YOUR GOAL: Copy out the rows below word for word.

RECORDS FOR PROCESSING:
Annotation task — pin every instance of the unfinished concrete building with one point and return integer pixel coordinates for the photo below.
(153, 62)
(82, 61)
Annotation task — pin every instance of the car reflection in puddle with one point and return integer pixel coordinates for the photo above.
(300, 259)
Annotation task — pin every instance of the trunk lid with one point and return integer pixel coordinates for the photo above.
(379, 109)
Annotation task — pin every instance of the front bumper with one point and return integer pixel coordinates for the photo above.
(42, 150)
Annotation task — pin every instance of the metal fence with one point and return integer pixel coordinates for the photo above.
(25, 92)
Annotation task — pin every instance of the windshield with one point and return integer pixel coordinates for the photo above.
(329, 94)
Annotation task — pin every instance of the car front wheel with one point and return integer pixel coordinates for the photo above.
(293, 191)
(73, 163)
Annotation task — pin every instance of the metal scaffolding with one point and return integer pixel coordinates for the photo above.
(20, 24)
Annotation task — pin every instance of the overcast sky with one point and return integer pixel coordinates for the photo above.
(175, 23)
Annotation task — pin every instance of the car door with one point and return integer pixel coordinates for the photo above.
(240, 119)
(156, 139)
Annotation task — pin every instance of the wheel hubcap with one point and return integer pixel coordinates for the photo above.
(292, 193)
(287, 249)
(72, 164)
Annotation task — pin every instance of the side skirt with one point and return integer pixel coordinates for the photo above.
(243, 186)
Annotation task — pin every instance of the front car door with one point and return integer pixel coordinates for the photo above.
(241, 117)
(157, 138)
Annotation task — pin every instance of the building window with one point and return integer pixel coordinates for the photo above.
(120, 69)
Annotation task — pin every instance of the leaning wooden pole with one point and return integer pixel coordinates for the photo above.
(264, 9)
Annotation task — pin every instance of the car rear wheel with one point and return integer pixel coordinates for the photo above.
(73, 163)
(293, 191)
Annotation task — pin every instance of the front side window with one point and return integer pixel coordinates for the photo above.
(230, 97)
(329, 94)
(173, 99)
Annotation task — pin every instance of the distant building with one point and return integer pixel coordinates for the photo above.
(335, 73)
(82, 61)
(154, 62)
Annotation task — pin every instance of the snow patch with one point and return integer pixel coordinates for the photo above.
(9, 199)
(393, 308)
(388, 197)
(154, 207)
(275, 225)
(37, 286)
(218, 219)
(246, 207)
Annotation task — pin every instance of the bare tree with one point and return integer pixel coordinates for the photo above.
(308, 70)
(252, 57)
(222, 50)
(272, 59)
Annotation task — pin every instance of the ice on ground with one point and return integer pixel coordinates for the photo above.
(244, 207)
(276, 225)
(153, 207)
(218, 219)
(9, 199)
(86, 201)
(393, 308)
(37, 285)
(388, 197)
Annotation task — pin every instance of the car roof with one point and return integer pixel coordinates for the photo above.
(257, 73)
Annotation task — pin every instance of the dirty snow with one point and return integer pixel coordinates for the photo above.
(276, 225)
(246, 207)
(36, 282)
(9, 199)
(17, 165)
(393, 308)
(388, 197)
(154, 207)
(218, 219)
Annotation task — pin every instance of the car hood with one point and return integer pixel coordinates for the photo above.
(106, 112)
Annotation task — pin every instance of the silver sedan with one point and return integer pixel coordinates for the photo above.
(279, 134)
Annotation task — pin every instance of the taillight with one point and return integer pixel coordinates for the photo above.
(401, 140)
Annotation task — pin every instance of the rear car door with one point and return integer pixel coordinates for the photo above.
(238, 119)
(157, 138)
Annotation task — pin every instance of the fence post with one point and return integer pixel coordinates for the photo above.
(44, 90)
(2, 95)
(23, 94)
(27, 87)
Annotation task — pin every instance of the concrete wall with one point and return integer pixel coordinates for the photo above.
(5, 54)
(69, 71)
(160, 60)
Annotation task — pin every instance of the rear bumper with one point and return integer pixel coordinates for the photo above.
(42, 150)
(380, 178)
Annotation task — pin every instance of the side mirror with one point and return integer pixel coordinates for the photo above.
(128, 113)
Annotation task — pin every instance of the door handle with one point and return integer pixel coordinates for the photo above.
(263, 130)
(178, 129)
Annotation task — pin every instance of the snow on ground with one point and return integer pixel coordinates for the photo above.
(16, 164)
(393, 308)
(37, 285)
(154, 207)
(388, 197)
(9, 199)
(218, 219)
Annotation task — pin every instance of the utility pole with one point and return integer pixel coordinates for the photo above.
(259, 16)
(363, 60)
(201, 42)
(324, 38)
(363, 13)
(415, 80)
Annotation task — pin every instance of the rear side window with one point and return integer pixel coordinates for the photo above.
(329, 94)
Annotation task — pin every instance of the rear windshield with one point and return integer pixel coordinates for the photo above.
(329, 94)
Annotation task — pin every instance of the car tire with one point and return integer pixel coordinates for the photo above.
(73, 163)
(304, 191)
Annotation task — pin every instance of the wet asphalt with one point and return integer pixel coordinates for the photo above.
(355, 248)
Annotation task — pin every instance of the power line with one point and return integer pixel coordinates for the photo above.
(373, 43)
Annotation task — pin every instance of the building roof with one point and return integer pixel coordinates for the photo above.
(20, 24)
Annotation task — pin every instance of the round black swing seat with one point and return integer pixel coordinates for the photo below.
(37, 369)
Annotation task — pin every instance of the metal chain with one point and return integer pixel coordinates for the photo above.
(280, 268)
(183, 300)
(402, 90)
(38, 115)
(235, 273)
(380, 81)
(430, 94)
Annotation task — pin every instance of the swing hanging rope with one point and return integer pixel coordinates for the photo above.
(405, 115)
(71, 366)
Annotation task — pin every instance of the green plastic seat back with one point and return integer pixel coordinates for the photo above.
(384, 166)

TASK RESULT:
Annotation task — pin every instance of the unfinished concrete building with one point and return integer pixel coordinates for the photo below.
(153, 62)
(82, 61)
Annotation task — pin every instance of the car reflection in puddle with one point and return integer pixel coordinates for the photo above.
(300, 259)
Annotation task — pin every instance of the trunk lid with one point and return integer pixel coordinates for the photo above.
(379, 109)
Annotation task — pin every instance of the front bumper with one point and return integer pixel coordinates for the photo above.
(42, 150)
Annotation task — pin every instance of the metal fence with one point and return integer pixel coordinates for the photo above.
(25, 92)
Annotation task — pin every instance of the windshield with one point and return integer pixel coordinates for the photo above.
(329, 94)
Annotation task — pin every instance of the car front wheel with one point and return integer pixel coordinates for the photo above.
(293, 191)
(73, 163)
Annotation task — pin every instance of the metal scaffolding with one point and return integer pixel coordinates for the photo above.
(20, 24)
Annotation task — pin every instance of the overcast sky with one point and return integer pixel coordinates for the photo above.
(175, 23)
Annotation task — pin every instance of the car door with one point and return integer pixel coordinates for the photo above.
(240, 119)
(156, 139)
Annotation task — pin every instance of the wheel hubcap with one point and return integer pixel coordinates for the photo above.
(292, 193)
(287, 249)
(72, 164)
Annotation task — pin every instance of the side skirt with one point and return integer pixel coordinates for the photo above.
(243, 186)
Annotation task — pin every instance of the front car door with one point and return integer pixel coordinates for the photo above.
(241, 117)
(157, 138)
Annotation task — pin every instance of the building window with one point and return integer pixel coordinates for the photo above.
(120, 69)
Annotation task — pin every instance of the leaning wooden pole with one point and return integer pixel coordinates for the photo above.
(264, 9)
Annotation task — pin every instance of the car rear wheel with one point and return integer pixel coordinates for the photo above.
(73, 163)
(293, 191)
Annotation task — pin every instance of the front side window with one point and return integer pixel coordinates for the photo above.
(230, 97)
(329, 94)
(173, 99)
Annotation task — pin every instance of the distant building with one point and return integer pixel coordinates for the photo above.
(335, 73)
(82, 61)
(154, 62)
Annotation task — pin every instance of the snow patch with one point and return integer pixel coordinates for the photo above.
(9, 199)
(393, 308)
(388, 197)
(154, 207)
(275, 225)
(37, 286)
(218, 219)
(246, 207)
Annotation task — pin every instance of the bare tree with one point and return integer pixel coordinates for the photo above.
(308, 70)
(252, 57)
(222, 50)
(272, 59)
Annotation task — pin every instance of the ice on ground with one point and return integer pixel coordinates for the photo above.
(244, 207)
(276, 225)
(153, 207)
(218, 219)
(9, 199)
(86, 201)
(393, 308)
(37, 285)
(388, 197)
Annotation task — pin every instance of the car roof with one point and return integer pixel coordinates for the photo above.
(257, 73)
Annotation task — pin every instance of the dirty snow with one point and return integer pixel coordinates for the photo above.
(276, 225)
(246, 207)
(36, 282)
(9, 199)
(17, 165)
(393, 308)
(388, 197)
(154, 207)
(218, 219)
Annotation task — pin every instance of the car hood with one point and return integer pixel coordinates for the photo above.
(106, 112)
Annotation task — pin every instance of the silver sedan with one point and return integer pixel coordinates for the photo above.
(279, 134)
Annotation task — pin every instance of the taillight with one point and return integer pixel coordinates for the photo above.
(401, 140)
Annotation task — pin every instance of the rear car door with one point and return integer pixel coordinates for the photo above.
(238, 119)
(157, 138)
Annotation task — pin every instance of the fence post with one point and return integer pixel coordinates for the photo above.
(44, 90)
(2, 95)
(23, 94)
(27, 87)
Annotation task — pin every instance of the concrete wall with one point and return integer pixel coordinates for the photo above.
(5, 54)
(69, 71)
(160, 60)
Annotation task — pin every instance of the rear bumper with one point and return integer pixel coordinates for the photo above.
(42, 150)
(380, 178)
Annotation task — pin every instance of the side mirror with one point and return integer pixel coordinates for the photo above.
(128, 113)
Annotation task — pin every instance of the door handle with one point and return integer pixel coordinates for the photo above.
(263, 130)
(178, 129)
Annotation task — pin every instance of the snow on ground with one point and return integer pixel coordinates for the photo above.
(16, 164)
(393, 308)
(37, 285)
(154, 207)
(388, 197)
(9, 199)
(218, 219)
Annotation task — pin every instance of the utility pole with one point and return integer pixel coordinates for the photo above.
(259, 16)
(363, 60)
(201, 42)
(324, 38)
(363, 13)
(415, 80)
Annotation task — pin every instance of the rear side window with one point and return integer pixel coordinates for the photo above.
(329, 94)
Annotation task — pin every instance of the rear windshield with one point and return integer pixel coordinates for the photo above.
(329, 94)
Annotation task — pin every instance of the car tire with one point and return integer pixel coordinates for the photo above.
(73, 163)
(304, 191)
Annotation task — pin every instance of the wet asphalt with one point and return integer pixel coordinates for the photo above.
(355, 248)
Annotation task — pin every instance of the power line with one point and return integer pixel coordinates for the photo above.
(373, 43)
Annotation task — pin every instance of the building roof with one point and return integer pixel coordinates for the photo above.
(20, 24)
Annotation task — pin every instance of the round black swing seat with one point and return integer pixel coordinates for the photo below.
(37, 369)
Annotation task — pin every instance of the metal chain with one point and return integer pixel coordinates for the photo above.
(280, 268)
(183, 300)
(402, 90)
(38, 115)
(235, 273)
(380, 81)
(430, 94)
Annotation task — pin every instance of the swing hanging rope with one point and return integer pixel coordinates for the photo above.
(405, 115)
(71, 366)
Annotation task — pin every instance of the green plastic seat back with one point and return integer pixel coordinates for the photo above.
(384, 166)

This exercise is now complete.